Render every line of the entries below as a Markdown table with two columns, Row and Text. Number each line in Row, put the line itself in Text, and leave out blank lines.

::::::::

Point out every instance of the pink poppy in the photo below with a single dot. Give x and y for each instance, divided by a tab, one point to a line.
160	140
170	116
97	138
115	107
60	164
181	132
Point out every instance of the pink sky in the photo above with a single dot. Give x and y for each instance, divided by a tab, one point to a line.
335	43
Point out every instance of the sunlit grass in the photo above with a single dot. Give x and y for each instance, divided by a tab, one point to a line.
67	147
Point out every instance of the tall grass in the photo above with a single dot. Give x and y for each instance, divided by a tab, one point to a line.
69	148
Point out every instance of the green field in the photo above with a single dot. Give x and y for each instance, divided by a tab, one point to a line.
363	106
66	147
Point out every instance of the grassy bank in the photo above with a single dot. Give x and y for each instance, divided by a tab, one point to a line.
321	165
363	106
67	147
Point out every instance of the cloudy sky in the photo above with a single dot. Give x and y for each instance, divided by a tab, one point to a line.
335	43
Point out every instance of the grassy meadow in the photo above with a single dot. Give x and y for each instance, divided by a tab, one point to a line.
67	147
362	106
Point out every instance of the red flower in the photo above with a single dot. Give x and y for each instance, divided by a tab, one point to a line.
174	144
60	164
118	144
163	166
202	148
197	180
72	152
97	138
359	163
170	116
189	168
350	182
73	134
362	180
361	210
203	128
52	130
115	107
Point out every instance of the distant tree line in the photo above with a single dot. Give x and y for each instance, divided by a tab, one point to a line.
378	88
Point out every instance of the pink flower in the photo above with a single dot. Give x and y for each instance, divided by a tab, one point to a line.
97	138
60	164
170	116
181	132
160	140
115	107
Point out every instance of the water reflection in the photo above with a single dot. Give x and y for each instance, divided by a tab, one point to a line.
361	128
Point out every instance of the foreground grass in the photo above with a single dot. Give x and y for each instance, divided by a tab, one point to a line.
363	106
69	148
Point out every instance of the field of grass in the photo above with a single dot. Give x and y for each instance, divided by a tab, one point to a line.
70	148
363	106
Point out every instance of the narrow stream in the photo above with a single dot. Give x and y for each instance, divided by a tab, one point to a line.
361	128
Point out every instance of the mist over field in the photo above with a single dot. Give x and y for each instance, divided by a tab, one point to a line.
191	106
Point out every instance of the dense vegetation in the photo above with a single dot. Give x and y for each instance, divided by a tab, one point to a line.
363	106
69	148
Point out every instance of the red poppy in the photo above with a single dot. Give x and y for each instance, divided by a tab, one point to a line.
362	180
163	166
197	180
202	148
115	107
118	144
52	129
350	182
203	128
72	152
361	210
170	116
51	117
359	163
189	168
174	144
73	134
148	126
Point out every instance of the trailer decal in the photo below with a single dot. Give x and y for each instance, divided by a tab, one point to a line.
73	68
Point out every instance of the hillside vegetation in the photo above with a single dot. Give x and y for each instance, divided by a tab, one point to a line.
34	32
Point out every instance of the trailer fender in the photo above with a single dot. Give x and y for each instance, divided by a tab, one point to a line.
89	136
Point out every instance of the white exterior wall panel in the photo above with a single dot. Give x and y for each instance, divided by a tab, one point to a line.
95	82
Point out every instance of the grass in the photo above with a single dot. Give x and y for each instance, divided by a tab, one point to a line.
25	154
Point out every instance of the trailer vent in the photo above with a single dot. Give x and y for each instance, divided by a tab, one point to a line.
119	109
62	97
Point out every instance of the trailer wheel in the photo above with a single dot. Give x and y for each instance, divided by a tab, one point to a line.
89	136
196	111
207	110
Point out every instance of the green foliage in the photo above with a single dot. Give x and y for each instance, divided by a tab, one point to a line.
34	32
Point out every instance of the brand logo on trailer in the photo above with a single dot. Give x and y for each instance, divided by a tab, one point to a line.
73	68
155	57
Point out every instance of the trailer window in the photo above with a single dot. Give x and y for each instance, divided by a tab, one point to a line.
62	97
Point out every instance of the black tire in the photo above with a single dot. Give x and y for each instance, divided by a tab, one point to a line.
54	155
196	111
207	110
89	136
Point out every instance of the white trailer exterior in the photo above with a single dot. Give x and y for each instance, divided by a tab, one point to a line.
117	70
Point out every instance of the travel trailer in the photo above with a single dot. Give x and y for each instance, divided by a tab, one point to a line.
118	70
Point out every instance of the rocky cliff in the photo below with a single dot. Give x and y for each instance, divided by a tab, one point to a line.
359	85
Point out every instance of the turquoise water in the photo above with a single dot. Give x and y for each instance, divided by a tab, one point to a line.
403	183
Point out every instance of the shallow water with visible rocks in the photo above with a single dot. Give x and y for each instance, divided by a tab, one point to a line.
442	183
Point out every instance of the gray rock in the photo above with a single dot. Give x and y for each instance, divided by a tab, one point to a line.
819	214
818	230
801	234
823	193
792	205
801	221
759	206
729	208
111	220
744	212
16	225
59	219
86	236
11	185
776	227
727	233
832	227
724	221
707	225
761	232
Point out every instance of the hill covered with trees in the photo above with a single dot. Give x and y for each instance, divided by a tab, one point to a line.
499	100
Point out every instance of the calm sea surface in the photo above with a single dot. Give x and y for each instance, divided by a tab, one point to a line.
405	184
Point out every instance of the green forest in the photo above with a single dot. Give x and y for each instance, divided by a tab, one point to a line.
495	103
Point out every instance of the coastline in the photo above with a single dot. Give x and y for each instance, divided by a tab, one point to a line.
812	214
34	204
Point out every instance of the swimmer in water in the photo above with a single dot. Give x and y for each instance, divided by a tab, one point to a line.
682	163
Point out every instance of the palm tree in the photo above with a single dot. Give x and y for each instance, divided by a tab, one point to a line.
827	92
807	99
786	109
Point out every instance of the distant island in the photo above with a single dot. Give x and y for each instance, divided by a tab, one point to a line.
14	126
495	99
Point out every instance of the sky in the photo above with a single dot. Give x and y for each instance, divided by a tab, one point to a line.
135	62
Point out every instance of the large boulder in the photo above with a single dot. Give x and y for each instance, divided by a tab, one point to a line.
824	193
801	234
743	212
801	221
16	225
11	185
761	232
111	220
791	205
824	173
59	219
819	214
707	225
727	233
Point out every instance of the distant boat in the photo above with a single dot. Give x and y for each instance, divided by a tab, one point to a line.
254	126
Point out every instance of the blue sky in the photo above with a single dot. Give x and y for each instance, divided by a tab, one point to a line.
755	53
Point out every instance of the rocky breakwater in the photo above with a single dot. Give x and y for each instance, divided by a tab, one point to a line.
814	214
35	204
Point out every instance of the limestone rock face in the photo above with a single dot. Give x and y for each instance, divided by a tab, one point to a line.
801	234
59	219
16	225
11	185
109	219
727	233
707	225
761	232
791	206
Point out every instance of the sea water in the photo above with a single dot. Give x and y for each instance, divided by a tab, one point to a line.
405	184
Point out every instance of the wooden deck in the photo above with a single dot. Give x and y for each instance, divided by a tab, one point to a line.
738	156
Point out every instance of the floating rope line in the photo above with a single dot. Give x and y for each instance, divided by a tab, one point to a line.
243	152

::::::::

__Solution for this exercise__
| Row | Text |
|---|---|
| 1 | Point out every instance of the pink poppy in the photo below with a single dot. Give x and y for each instance, divided by a tab, one point to a line. |
| 2 | 160	140 |
| 3 | 170	116 |
| 4 | 97	138 |
| 5 | 115	107 |
| 6 | 60	164 |
| 7 | 181	132 |
| 8 | Point out every instance of the pink sky in the photo above with a single dot. Give x and y for each instance, divided by a tab, one point to a line. |
| 9 | 335	43 |
| 10 | Point out every instance of the sunlit grass in the photo above with a single dot. Give x and y for each instance, divided by a tab, one point to a line. |
| 11 | 67	147 |
| 12 | Point out every instance of the tall grass in the photo above with a single dot. Give x and y for each instance, divided by a tab, one point to a line. |
| 13 | 69	148 |
| 14 | Point out every instance of the green field in the photo above with a single dot. Give x and y for each instance, divided by a tab, one point to a line. |
| 15 | 363	106 |
| 16 | 66	147 |
| 17 | Point out every instance of the grassy bank in the photo above with a single dot. Give x and y for each instance, divided by a tab, one point to a line. |
| 18 | 321	165 |
| 19 | 363	106 |
| 20 | 67	147 |
| 21 | Point out every instance of the cloudy sky in the photo above with a single dot. Give x and y for each instance, divided by a tab, one point to a line. |
| 22 | 335	43 |
| 23 | Point out every instance of the grassy meadow in the photo above with a single dot. Give x and y for each instance, divided by a tab, one point to a line. |
| 24 | 67	147 |
| 25 | 362	106 |
| 26 | Point out every instance of the red flower in the photo above with a single dot. Give x and y for each instance, divided by a tab, one point to a line. |
| 27 | 174	144 |
| 28 | 60	164 |
| 29 | 118	144 |
| 30 | 163	166 |
| 31 | 202	148 |
| 32 | 197	180 |
| 33 | 72	152 |
| 34 | 97	138 |
| 35 | 359	163 |
| 36 | 170	116 |
| 37 | 189	168 |
| 38 | 350	182 |
| 39 | 73	134 |
| 40 | 362	180 |
| 41 | 361	210 |
| 42 | 203	128 |
| 43 | 52	130 |
| 44 | 115	107 |
| 45 | Point out every instance of the distant tree line in the photo above with a single dot. Give x and y for each instance, divided by a tab, one point to a line. |
| 46 | 378	88 |
| 47 | Point out every instance of the pink flower in the photo above with a single dot. Give x and y for each instance, divided by a tab, one point to a line. |
| 48 | 97	138 |
| 49 | 60	164 |
| 50 | 170	116 |
| 51 | 181	132 |
| 52 | 160	140 |
| 53 | 115	107 |
| 54 | Point out every instance of the water reflection in the photo above with a single dot. Give x and y for each instance, divided by a tab, one point to a line. |
| 55 | 361	128 |
| 56 | Point out every instance of the foreground grass in the photo above with a single dot. Give x and y for each instance, divided by a tab, one point to a line. |
| 57 | 363	106 |
| 58 | 69	148 |
| 59 | Point out every instance of the field of grass in the photo above with a single dot. Give x and y for each instance, divided by a tab, one point to a line. |
| 60 | 70	148 |
| 61 | 363	106 |
| 62 | Point out every instance of the narrow stream in the photo above with a single dot. Give x and y for each instance, divided by a tab, one point to a line. |
| 63 | 361	128 |
| 64 | Point out every instance of the mist over field in the photo above with a single dot. Give x and y for each instance, divided by a tab, one point to a line. |
| 65 | 191	106 |
| 66 | Point out every instance of the dense vegetation in the photo above with a single dot. Give x and y for each instance, divided by a tab, one point to a line. |
| 67 | 363	106 |
| 68 | 69	148 |
| 69 | Point out every instance of the red poppy in the photo above with a single dot. Give x and y for each instance, divided by a tab, one point to a line. |
| 70 | 362	180 |
| 71 | 163	166 |
| 72 | 197	180 |
| 73 | 202	148 |
| 74 | 115	107 |
| 75 | 118	144 |
| 76 | 52	129 |
| 77 | 350	182 |
| 78 | 203	128 |
| 79 | 72	152 |
| 80 | 361	210 |
| 81 | 170	116 |
| 82 | 51	117 |
| 83 | 359	163 |
| 84 | 189	168 |
| 85 | 174	144 |
| 86 | 73	134 |
| 87 | 148	126 |
| 88 | Point out every instance of the trailer decal in the photo below with a single dot. Give x and y for each instance, divided by a tab, one point to a line. |
| 89 | 73	68 |
| 90 | Point out every instance of the hillside vegetation in the photo above with a single dot. Give x and y for each instance, divided by a tab, one point to a line. |
| 91 | 34	32 |
| 92 | Point out every instance of the trailer fender in the photo above with a single dot. Give x and y for each instance, divided by a tab, one point to a line. |
| 93 | 89	136 |
| 94 | Point out every instance of the white exterior wall panel in the photo above with a single dot. Give x and y for each instance, divided by a tab, one point to a line. |
| 95 | 95	82 |
| 96 | Point out every instance of the grass in the photo above with a single dot. Give x and y for each instance, divided by a tab, one point to a line. |
| 97 | 25	154 |
| 98 | Point out every instance of the trailer vent in the photo above with a single dot. Give x and y for each instance, divided by a tab, one point to a line. |
| 99 | 119	109 |
| 100 | 62	97 |
| 101 | Point out every instance of the trailer wheel in the photo above with a single dot. Give x and y for each instance, divided by a tab, one point to a line. |
| 102 | 89	136 |
| 103 | 196	111 |
| 104 | 207	110 |
| 105 | Point out every instance of the green foliage in the photo above with a single dot. Give x and y for each instance, divided by a tab, one point to a line. |
| 106 | 34	32 |
| 107 | Point out every instance of the brand logo on trailer in the photo above with a single dot. Give x and y for each instance, divided by a tab, one point to a line. |
| 108 | 73	68 |
| 109 | 155	57 |
| 110 | Point out every instance of the trailer window in the photo above with a single dot. Give x and y for each instance, divided by a tab, one point to a line. |
| 111 | 62	97 |
| 112 | Point out every instance of the black tire in the photo above with a single dot. Give x and y for each instance, divided by a tab, one point to a line. |
| 113 | 54	155 |
| 114 | 196	111 |
| 115 | 207	110 |
| 116 | 89	136 |
| 117 | Point out every instance of the white trailer exterior in the photo above with a single dot. Give x and y for each instance, divided by a tab, one point to a line. |
| 118 | 117	70 |
| 119 | Point out every instance of the travel trailer in the photo above with a single dot. Give x and y for each instance, divided by a tab, one point to a line. |
| 120 | 118	70 |
| 121 | Point out every instance of the rocky cliff in the photo below with a single dot. Give x and y for each instance, divided by a tab, one point to a line. |
| 122 | 359	85 |
| 123 | Point out every instance of the turquoise water in the photo above with a single dot. Give x and y for each instance, divided by a tab, one point to a line. |
| 124 | 403	183 |
| 125 | Point out every instance of the shallow water with visible rocks in the photo above with a single dot. Give x and y for each instance, divided by a tab, one point to a line. |
| 126 | 442	183 |
| 127 | Point out every instance of the gray rock in the photo above with a single dot. Give x and y for each instance, divided by a tab, one point to a line. |
| 128 | 819	214 |
| 129 | 818	230 |
| 130 | 801	234 |
| 131 | 823	193 |
| 132 | 792	205 |
| 133 | 801	221 |
| 134 | 759	206 |
| 135 | 729	208 |
| 136 | 111	220 |
| 137 | 744	212 |
| 138 | 16	225 |
| 139 | 59	219 |
| 140 | 86	236 |
| 141 | 11	185 |
| 142 | 776	227 |
| 143 | 727	233 |
| 144 | 832	227 |
| 145 | 724	221 |
| 146 | 707	225 |
| 147 | 761	232 |
| 148 | Point out every instance of the hill covered with trees in the photo above with a single dot. Give x and y for each instance, divided by a tab, one point to a line. |
| 149 | 499	100 |
| 150 | Point out every instance of the calm sea surface in the photo above with a single dot. Give x and y for each instance, divided by a tab, one point to a line. |
| 151 | 405	184 |
| 152 | Point out every instance of the green forest in the photo above with a single dot. Give x and y for each instance, divided by a tab, one point to a line. |
| 153 | 495	103 |
| 154 | Point out every instance of the coastline in the photo above with a single dot. Give x and y for each instance, divided by a tab, one point to a line. |
| 155 | 812	214 |
| 156 | 34	204 |
| 157 | Point out every instance of the swimmer in water in the photo above with a single dot. Give x and y for each instance, divided by a tab, one point to a line. |
| 158 | 682	163 |
| 159 | Point out every instance of the palm tree in the photo above with a single dot. Give x and y for each instance, divided by a tab, one point to a line. |
| 160 | 827	92 |
| 161 | 807	99 |
| 162 | 786	109 |
| 163 | Point out every instance of the distant island in the photo above with a single dot. Give x and y for each instance, divided by a tab, one point to a line. |
| 164 | 14	126 |
| 165 | 495	99 |
| 166 | Point out every instance of the sky in the photo above with a single dot. Give x and y for each instance, divided by a tab, one point to a line. |
| 167 | 135	62 |
| 168 | Point out every instance of the large boulder in the photo above with a single dot. Give x and y for each instance, divided by a tab, one point to a line. |
| 169 | 824	193 |
| 170 | 801	234 |
| 171 | 743	212 |
| 172 | 801	221 |
| 173 | 16	225 |
| 174 | 11	185 |
| 175 | 761	232 |
| 176 | 111	220 |
| 177 | 791	205 |
| 178 | 824	173 |
| 179 | 59	219 |
| 180 | 819	214 |
| 181 | 707	225 |
| 182 | 727	233 |
| 183 | Point out every instance of the distant boat in the photo above with a single dot. Give x and y for each instance, divided by a tab, one point to a line. |
| 184 | 254	126 |
| 185 | Point out every instance of the blue sky in the photo above with a single dot. Give x and y for each instance, divided by a tab, one point to a line. |
| 186 | 755	53 |
| 187 | Point out every instance of the rocky breakwater in the photo above with a single dot. Give x and y for each instance, divided by a tab, one point to a line. |
| 188 | 814	214 |
| 189 | 35	204 |
| 190 | Point out every instance of the limestone rock face in the photo above with a single dot. Give x and y for each instance, divided by a tab, one point to a line. |
| 191 | 801	234 |
| 192 | 59	219 |
| 193 | 16	225 |
| 194 | 11	185 |
| 195 | 109	219 |
| 196 | 727	233 |
| 197 | 707	225 |
| 198 | 761	232 |
| 199 | 791	206 |
| 200 | Point out every instance of the sea water in the photo above with a single dot. Give x and y for each instance, divided by a tab, one point to a line. |
| 201 | 405	184 |
| 202 | Point out every instance of the wooden deck in the photo above with a single dot. Give x and y for each instance, divided by a tab, one point to a line. |
| 203 | 738	156 |
| 204 | Point out every instance of the floating rope line in the photo above with a single dot. Give x and y for each instance, divided by a tab, one point to a line. |
| 205 | 243	152 |